PROBLEM DETAILS: Setting aside any pictures, reproduce the data exactly.

-*-*-

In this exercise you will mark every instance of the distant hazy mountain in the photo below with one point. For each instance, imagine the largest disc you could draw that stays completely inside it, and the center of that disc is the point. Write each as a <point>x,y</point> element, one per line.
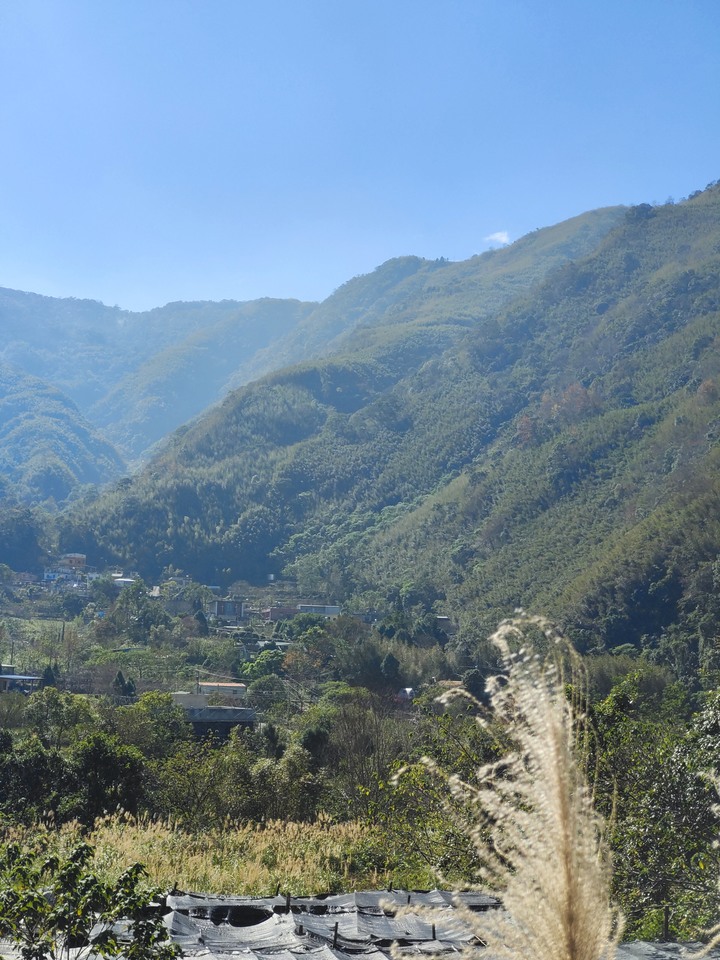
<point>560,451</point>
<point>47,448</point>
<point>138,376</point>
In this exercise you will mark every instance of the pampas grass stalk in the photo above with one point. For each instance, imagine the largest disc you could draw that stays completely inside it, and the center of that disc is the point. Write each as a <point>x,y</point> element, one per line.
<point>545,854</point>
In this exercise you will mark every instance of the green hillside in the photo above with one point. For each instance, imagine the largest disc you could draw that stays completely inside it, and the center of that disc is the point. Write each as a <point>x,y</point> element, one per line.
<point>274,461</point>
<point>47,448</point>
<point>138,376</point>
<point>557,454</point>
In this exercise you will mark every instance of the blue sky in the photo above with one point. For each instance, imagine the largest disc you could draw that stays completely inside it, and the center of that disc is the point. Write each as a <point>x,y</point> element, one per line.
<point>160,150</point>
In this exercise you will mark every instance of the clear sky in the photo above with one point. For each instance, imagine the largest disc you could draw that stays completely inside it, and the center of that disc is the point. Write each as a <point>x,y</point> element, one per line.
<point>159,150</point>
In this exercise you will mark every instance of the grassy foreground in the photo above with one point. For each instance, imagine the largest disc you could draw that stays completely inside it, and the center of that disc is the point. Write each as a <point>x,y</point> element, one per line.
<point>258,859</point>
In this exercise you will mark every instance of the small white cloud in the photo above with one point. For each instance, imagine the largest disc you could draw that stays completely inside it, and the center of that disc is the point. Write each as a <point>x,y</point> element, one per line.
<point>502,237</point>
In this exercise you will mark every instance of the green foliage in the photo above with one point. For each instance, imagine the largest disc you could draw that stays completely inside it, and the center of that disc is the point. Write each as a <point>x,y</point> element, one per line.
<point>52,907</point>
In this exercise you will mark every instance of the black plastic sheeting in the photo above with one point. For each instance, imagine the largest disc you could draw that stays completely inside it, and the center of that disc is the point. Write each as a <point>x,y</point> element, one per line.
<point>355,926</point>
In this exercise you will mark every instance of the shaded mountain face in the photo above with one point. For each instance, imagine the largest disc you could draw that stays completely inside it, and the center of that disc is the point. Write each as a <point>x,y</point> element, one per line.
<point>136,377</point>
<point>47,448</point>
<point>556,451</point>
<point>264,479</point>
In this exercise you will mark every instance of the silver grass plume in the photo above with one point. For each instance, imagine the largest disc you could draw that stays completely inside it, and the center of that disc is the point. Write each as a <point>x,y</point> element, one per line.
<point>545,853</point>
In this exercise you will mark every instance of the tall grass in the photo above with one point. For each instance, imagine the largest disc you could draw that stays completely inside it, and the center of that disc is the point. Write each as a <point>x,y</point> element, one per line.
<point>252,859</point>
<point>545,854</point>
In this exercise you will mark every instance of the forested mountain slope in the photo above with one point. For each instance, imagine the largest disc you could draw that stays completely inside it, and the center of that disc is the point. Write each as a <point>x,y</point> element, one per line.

-*-*-

WRITTEN ANSWER:
In this exercise you will mark every instance of the distant hazy mountain in the photo below with one point. For each instance, imagine the largest disc you could draw that stays completely inside it, and the center of that disc is the point. Write each as a <point>x,y</point> element, one per line.
<point>560,451</point>
<point>47,448</point>
<point>138,376</point>
In this exercise you will mark every instance of the pampas grass stalk in the photo above with one point. For each instance, imagine the largest disc you could draw that stays completely inside it, and the center of that disc is the point. Write each as a <point>x,y</point> element, one per line.
<point>545,854</point>
In this exercise you will mark every instance of the green hillside in the photo above with one point. For each instance, imagine the largest disc you could draw that stays completely inside it, and the center of that disc is the point. Write each as a <point>x,y</point> element, one per line.
<point>274,461</point>
<point>47,448</point>
<point>138,376</point>
<point>557,454</point>
In this exercise you will mark every instance of the blue sky in the photo above with one point. For each instance, imagine the largest disc you could draw that stays completely inside it, and the center of that disc is the point. Write each as a <point>x,y</point> element, one per line.
<point>160,150</point>
In this exercise you will mark every instance of the clear sky in the photo above with one point. For each instance, imagine the largest disc you could draw that stays completely inside it, and the center of that disc is the point. Write each as a <point>x,y</point> element, one per line.
<point>159,150</point>
In this exercise you will mark every instance of the grassy foreground in the photo above with one point. For each instance, imagine the largest disc you could draw that stays completely inside it, and the center of that disc is the point. Write each as a <point>x,y</point> element, one per line.
<point>258,859</point>
In this exercise you will mark every instance of the small white cloud in the photo above with one point. For each instance, imagine the largest disc you could draw that stays completely inside it, and the center of that disc is the point. Write each as a <point>x,y</point> element, one per line.
<point>502,237</point>
In this exercise you will mark every instance of the green foliage in the photo above with one point. For each instance, imagine the largest disc you could draw that stays completely inside it, and the center of that disc is the point. Write each as a <point>x,y</point> element, one per line.
<point>52,907</point>
In this exercise you will mark every instance of the black plastic sheeting in the photo above with one point. For each instance, imagine the largest disc you could draw that stays completely inside it, and the center of that disc is the point. Write each as a <point>x,y</point> element, one per line.
<point>355,926</point>
In this exercise you will mark every instance of the shaded mountain face in the photo above with one point. For each instance, imagine the largest disc you could draw that stays completely inside it, and the center of that disc is the point. Write each as a <point>x,y</point> element, one per line.
<point>136,377</point>
<point>47,448</point>
<point>556,451</point>
<point>264,479</point>
In this exercise you will mark every instance of the silver grass plume in the photo above with one point. For each instance, imagine the largest disc you could draw that stays completely inside it, and the center of that disc is the point. Write each as a <point>x,y</point> element, one per line.
<point>545,853</point>
In this exercise you will mark every instance of the tall grass in the photo above with one point. For each instance, imagine the largest disc you could draw that stays completely inside it, and the center of that disc is the point. Write each as a <point>x,y</point> element, one per line.
<point>252,859</point>
<point>545,854</point>
In this exercise you will mark every instance of the forested mountain slope in the photo above with one point. For each instance, imagine the largest disc you could draw that stays completely inside it, and the center of that disc is the point. Write each as a <point>x,y</point> element, one per line.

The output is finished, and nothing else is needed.